Exercise brief:
The records that follow should be retyped word for word.

(Stored entries)
· · ·
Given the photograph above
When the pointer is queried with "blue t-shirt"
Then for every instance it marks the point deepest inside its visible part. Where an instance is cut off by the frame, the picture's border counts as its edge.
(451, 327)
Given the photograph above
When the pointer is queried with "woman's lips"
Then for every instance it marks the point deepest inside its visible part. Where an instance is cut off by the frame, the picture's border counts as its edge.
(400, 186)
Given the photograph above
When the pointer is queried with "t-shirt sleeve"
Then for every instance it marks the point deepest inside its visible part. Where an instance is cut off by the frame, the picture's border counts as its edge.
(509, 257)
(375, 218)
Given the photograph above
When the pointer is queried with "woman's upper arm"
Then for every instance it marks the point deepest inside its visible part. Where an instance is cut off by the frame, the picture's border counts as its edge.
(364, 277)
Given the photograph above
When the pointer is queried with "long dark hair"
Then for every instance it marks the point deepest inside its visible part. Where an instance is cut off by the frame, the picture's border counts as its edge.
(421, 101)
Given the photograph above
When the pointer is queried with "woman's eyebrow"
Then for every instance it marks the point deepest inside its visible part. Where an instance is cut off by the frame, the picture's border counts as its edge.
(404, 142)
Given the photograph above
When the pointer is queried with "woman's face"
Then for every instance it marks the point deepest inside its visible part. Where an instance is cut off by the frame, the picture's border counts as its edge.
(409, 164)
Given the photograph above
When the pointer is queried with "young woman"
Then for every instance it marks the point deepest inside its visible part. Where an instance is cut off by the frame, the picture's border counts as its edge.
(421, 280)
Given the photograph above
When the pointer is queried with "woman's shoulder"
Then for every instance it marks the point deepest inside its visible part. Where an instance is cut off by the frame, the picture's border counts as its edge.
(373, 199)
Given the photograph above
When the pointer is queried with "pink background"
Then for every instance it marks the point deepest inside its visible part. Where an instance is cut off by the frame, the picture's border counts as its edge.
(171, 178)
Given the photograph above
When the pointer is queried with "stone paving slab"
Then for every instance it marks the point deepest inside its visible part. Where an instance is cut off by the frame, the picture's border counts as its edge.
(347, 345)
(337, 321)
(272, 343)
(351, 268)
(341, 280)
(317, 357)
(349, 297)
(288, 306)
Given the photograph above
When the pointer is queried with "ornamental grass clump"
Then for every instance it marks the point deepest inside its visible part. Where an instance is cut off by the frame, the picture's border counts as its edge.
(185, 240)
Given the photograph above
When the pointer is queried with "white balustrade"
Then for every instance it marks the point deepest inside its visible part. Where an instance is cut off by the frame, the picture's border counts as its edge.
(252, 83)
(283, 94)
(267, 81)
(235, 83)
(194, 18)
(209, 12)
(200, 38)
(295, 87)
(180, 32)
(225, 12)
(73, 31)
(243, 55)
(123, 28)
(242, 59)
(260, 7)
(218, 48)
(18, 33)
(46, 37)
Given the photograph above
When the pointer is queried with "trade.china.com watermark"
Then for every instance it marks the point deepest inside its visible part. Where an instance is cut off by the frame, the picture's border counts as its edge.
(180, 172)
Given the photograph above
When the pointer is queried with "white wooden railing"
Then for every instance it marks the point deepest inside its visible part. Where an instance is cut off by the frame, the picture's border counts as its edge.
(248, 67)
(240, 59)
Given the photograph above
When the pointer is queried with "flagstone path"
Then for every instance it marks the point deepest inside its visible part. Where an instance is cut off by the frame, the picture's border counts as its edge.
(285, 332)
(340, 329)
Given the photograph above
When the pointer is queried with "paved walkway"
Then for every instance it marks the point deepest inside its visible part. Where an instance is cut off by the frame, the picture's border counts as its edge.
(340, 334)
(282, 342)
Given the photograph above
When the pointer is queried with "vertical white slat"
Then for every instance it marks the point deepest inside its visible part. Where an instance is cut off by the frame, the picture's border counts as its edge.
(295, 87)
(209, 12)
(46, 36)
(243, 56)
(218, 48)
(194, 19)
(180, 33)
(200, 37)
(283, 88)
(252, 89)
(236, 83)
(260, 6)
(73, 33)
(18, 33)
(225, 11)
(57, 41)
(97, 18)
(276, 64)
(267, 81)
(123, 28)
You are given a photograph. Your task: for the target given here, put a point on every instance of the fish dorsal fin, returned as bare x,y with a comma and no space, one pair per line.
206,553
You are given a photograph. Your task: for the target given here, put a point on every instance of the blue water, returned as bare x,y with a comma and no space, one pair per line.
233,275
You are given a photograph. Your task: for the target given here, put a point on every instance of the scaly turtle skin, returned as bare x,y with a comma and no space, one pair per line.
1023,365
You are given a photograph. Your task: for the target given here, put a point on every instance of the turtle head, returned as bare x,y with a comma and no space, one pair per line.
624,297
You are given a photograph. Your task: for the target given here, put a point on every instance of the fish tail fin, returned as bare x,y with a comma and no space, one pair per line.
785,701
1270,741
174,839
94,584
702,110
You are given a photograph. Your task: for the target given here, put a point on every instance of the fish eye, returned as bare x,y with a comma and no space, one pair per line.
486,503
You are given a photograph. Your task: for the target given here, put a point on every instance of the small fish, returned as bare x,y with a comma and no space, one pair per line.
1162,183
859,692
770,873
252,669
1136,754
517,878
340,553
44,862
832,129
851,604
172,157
· · ·
Result below:
Given the photograph above
When the pointer is queried with "blue t-shirt"
Then for every instance it marks the point deepest inside its visible part. Where an instance is cut off by the frame, the picture's border counts as its edge.
(451, 327)
Given the photograph above
When the pointer is queried with "woman's lips"
Then for every instance it marks the point deepest inside its visible part. Where an instance is cut off by the frame, the picture's border counts as its edge.
(400, 186)
Given the photograph above
When the pointer is queried with "t-shirt sleeve"
Then for every instance it marks the point deepest inside its visible part. Where an instance is cut off by the frame, the picture's border counts as its edge.
(509, 257)
(375, 218)
Given the photograph above
When the pointer is queried with "woman's upper arm"
Then for every instance it marks the point deepest inside its visible part. Where an instance is cut off by the frame, the picture's border counts as its edge.
(364, 277)
Given the photograph above
When the pointer is queried with "long dark hair"
Then for every instance it marks the point deepest inside its visible part. Where an instance is cut off by the frame, the picture's border counts as its edge.
(421, 101)
Given the photograph above
When the pointer is queried with "woman's eyebrow"
Then for every instance it marks the point deepest inside its visible part. Where an instance is cut off by the frame, the picture's border counts as its edge.
(404, 142)
Given the photograph above
When the pointer is queried with "woman's face"
Then for every instance it marks the point deepest inside its visible part. Where an instance is cut off by the frame, the picture's border counts as its edge.
(409, 164)
Given the photograph above
When the pointer is queried with "young woman"
Then for every instance it marks the point deepest inside its visible part. Where an instance is cut off by the frame, the picture's border counts as its edge.
(421, 280)
Given the photograph above
When the pointer is queried with "woman's shoulder"
Then for every instance it marks the point deepest inside its visible part. Where an instance is cut off by the frame, the picture's border counts as its edge.
(373, 199)
Given the photograph above
When the pointer is queried with "pink background"
Then for every instance it marks the point deepest inside its visible part. Where an instance is cut off by the frame, the picture's border counts as its edge.
(171, 178)
Given the photograph above
When the pointer is queried with "stone paving slab"
Then for every instance it marks the point deepest inside its visible part. Where an instance is cut off by the frame, the picture's border counts as its edge.
(347, 345)
(337, 321)
(272, 343)
(351, 268)
(341, 280)
(317, 357)
(349, 297)
(288, 306)
Given the photograph above
When the pointer is queried with "ornamental grass clump"
Then for every instance it marks the point deepest inside its visible part. Where an instance is cut off by the frame, the picture's border counts as its edge.
(185, 240)
Given the photograph above
When the pointer is queried with "white balustrade"
Then for every instance it marks the point deepest inside its visible part. Where an instance is cut off by the frame, the picture's border counts as its edge.
(252, 83)
(283, 94)
(267, 81)
(235, 83)
(194, 18)
(209, 12)
(200, 38)
(295, 87)
(180, 32)
(225, 12)
(73, 31)
(243, 55)
(123, 28)
(242, 59)
(260, 7)
(218, 48)
(18, 33)
(46, 37)
Given the photograph above
When the pointer is queried with "trade.china.com watermark"
Then for every instance it marks the point deepest inside its visible part. Where an instance is cut off by the frame, the picture's border counts as its edge.
(180, 172)
Given the photograph above
When the pointer is queried with "white wooden railing"
Then for every instance it marks the point deepest inside its visible part. Where an instance is cut off by the frame, the picture's border counts as its edge.
(248, 67)
(240, 59)
Given the photograph above
When the pointer is queried with "flagstone path"
Then for every instance it marks the point deepest inside its visible part. Where an instance is cut off by the frame, the picture's border counts as its edge.
(285, 332)
(340, 329)
Given the photograph above
When the pointer is queried with "paved walkway"
Then for every instance it marks the point deepest inside its visible part. Where an instance is cut off by the frame, the picture's border counts as its edge.
(340, 334)
(282, 342)
Given the photograph above
When the pointer is queried with "vertical white slat"
Then for every instance it marks the point deepest inside its visible part. Where an instance is cut off by the frame, the picture's border counts as its edge.
(295, 87)
(209, 12)
(46, 36)
(243, 56)
(218, 48)
(194, 19)
(180, 33)
(200, 37)
(283, 88)
(252, 89)
(236, 83)
(260, 6)
(73, 33)
(18, 33)
(225, 11)
(57, 41)
(97, 18)
(276, 64)
(267, 81)
(123, 28)
You are given a photograph. Your task: for the target given here, put a point on every instance of the fish dorsal fin, returned as bare x,y with a comma and no space, one pair per line.
206,553
You are given a photograph. Your task: for the target given here, put a point on every instance of the blue water, returned as bare x,y with a comma and no space, one pair per line.
233,275
You are given a photograph. Your task: for the target given here, put a point on every instance of the scaly turtle skin, returned as bare x,y with a comma and no space, one pair per line.
1023,365
You are given a photograph. Your task: for the target given here, put a point on every instance of the turtle head, returned as bare x,y with a comma and no space, one pair per line.
624,297
You are given a photograph. Your task: for the target given here, put a point on every instance of the fish tail fin, returned as bare x,y with a comma and no space, one pair per line.
785,701
1270,741
174,839
94,584
702,110
You are given a photograph. Your task: for the target given here, put a point on every instance of the fish eye, returned as bare x,y with a comma and no space, one pair per line.
486,503
You are given a photograph. Your task: for the target given here, put a point on every instance of the small fish, returned as bare x,y with a comma and no space, one pair per line.
1162,183
859,692
770,873
252,669
1136,754
517,878
340,553
44,862
832,129
851,604
172,157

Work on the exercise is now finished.